[Available records]:
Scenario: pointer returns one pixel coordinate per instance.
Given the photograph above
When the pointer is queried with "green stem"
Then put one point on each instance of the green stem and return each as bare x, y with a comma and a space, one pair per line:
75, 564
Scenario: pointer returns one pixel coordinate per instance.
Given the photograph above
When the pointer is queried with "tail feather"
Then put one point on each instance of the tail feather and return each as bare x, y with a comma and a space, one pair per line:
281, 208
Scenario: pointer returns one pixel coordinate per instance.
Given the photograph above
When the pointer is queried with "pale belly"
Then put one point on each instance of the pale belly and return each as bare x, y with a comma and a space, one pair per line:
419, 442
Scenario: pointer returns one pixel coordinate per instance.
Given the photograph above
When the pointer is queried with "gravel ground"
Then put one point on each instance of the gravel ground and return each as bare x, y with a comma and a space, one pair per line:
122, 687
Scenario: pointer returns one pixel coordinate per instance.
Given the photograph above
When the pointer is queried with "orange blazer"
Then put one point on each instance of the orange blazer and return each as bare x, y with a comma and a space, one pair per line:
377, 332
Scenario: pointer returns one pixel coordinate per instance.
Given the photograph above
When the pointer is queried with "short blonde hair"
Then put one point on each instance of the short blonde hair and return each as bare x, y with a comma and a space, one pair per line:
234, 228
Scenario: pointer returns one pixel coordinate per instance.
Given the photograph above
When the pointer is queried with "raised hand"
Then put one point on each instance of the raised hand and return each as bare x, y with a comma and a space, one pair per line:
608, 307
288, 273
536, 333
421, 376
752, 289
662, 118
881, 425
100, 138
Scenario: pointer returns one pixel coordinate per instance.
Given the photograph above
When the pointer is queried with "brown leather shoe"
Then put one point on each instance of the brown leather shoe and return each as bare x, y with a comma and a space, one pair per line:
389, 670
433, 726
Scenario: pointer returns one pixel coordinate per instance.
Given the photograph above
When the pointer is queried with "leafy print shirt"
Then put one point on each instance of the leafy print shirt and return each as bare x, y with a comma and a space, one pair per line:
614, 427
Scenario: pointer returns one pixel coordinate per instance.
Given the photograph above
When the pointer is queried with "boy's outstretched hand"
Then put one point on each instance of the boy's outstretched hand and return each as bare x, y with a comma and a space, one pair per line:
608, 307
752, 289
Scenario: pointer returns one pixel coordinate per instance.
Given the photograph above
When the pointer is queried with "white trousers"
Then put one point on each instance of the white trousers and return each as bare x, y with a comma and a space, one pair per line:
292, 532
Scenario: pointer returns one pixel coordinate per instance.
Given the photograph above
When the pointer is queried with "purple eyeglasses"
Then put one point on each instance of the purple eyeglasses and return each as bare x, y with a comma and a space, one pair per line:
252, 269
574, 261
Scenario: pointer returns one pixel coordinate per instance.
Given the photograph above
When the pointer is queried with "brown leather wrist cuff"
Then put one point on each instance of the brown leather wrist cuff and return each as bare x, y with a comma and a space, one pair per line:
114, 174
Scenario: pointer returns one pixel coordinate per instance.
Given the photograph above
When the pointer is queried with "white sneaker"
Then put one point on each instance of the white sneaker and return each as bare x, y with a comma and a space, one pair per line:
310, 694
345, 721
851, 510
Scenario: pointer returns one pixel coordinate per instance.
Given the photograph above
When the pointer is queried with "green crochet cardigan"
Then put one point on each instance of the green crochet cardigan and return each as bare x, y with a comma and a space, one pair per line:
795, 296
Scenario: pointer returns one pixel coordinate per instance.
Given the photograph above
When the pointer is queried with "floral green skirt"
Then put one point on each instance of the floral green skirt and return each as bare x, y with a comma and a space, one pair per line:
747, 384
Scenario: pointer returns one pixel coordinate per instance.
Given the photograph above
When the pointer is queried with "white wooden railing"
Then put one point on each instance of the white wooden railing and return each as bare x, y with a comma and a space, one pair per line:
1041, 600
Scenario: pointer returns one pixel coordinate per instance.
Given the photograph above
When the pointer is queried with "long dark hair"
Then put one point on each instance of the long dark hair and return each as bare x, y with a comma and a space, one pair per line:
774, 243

[Required work]: Every record here must be output exactly, word for word.

[Task response]:
Scenario: pointer returns one pixel coordinate per instance.
Given the photograph above
When the pointer is queried with "green stem"
Then put one point on each instance of the green stem and return each as bare x, y with a comma and a space, one pair per line:
75, 564
Scenario: pointer returns one pixel coordinate per instance.
Given the photograph above
When the pointer is queried with "tail feather"
Then put one point on each instance of the tail feather and return each as bare x, y with a comma and a space, one pair per line:
281, 208
Scenario: pointer returns one pixel coordinate per instance.
Given the photograph above
When the pointer is queried with "pale belly"
Then put one point on each instance of the pale belly and return each as bare x, y with a comma and a space, one pair per line:
419, 442
Scenario: pointer returns one pixel coordinate per instance.
Given the photograph above
When the pointer is queried with "gravel ground"
Then put one point on each instance of the gravel ground and return each as bare x, y with a comma and a space, one pair per line:
122, 687
Scenario: pointer returns one pixel coordinate per instance.
Given the photograph above
When the pointer is queried with "orange blazer"
Then put one point on each instance of the orange blazer and return each as bare x, y with a comma and a space, one pair per line:
377, 332
Scenario: pointer returns one pixel coordinate per instance.
Given the photograph above
When the pointer is queried with "short blonde hair"
Then put one point on each instance of the short blonde hair and return each as bare x, y with a comma and a space, one pair per line:
234, 228
Scenario: pointer returns one pixel coordinate per instance.
Given the photograph above
When the pointer is queried with "raised hand"
Then put one point on each instance of the raised hand and return each as bare x, y with a comma and a space, one pair per line:
608, 307
288, 273
536, 333
421, 376
752, 289
662, 118
881, 425
100, 138
Scenario: pointer returns one pixel coordinate per instance.
Given the photograph above
When the pointer is queried with "brown leather shoe"
Then put one point on each instance of the brown leather shoe and return each as bare x, y with a comma and a space, one pair per line:
389, 670
433, 726
Scenario: pointer returns one pixel coordinate per instance.
Given the photograph above
When the pointer is queried with "leafy print shirt"
Then put one point on each instance of the leafy print shirt and return each as bare x, y with a comma and a space, one pair per line:
614, 427
Scenario: pointer returns one pixel coordinate per instance.
Given the photograph above
When the pointer is queried with "boy's outstretched hand"
Then put one point on each instance of the boy's outstretched hand and return each as bare x, y with a comma and a space, one pair per line:
608, 307
752, 289
Scenario: pointer returns one pixel coordinate per instance.
Given the photograph above
When the pointer is queried with "white trousers"
Then put one point on each instance of the white trousers and return each as bare x, y with a comma and a space, one pair per line:
292, 532
Scenario: pointer returns one pixel coordinate per instance.
Given the photograph above
When the pointer is queried with "purple eyeglasses"
Then put one point on each instance of the purple eyeglasses and return each as bare x, y with a comma and a space, one pair per line:
252, 269
574, 261
Scenario: pointer returns one pixel coordinate per instance.
Given the photograph above
When the pointer is queried with "brown leather wrist cuff"
Then put one point on each instance of the brown leather wrist cuff and return each as bare x, y with a comma and a space, one pair per line:
114, 174
Scenario: pointer returns one pixel coordinate per instance.
Given the photograph above
When the pointer is queried with "white sneaker"
Then put one point on each instance of the white sneaker and return each as bare x, y with a comma and a space, one pair per line:
310, 694
345, 721
851, 510
Scenario: pointer returns one pixel coordinate per instance.
Given the photograph above
When the pointer is queried with "green crochet cardigan"
Then put one point on each instance of the green crochet cardigan and return each as bare x, y with a comma and a space, one pair per line:
795, 296
Scenario: pointer returns one pixel coordinate per instance.
Given the photograph above
When the pointer is queried with "floral green skirt"
Then put one point on each instance of the floral green skirt and return each as bare x, y with a comma and a space, one pair per line:
747, 384
Scenario: pointer returns one pixel coordinate per instance.
Given the photograph above
When the pointer is queried with "white wooden railing"
Then put one point on each instance of the white wooden railing and return each as bare x, y with a comma and a space, one pair per line:
1041, 600
Scenario: pointer returns one pixel coordinate per instance.
Given the photograph above
When the pointer is queried with "long dark hair"
Then put one point on each instance of the long dark hair and return each as bare x, y with a comma and a space, one pair per line:
774, 243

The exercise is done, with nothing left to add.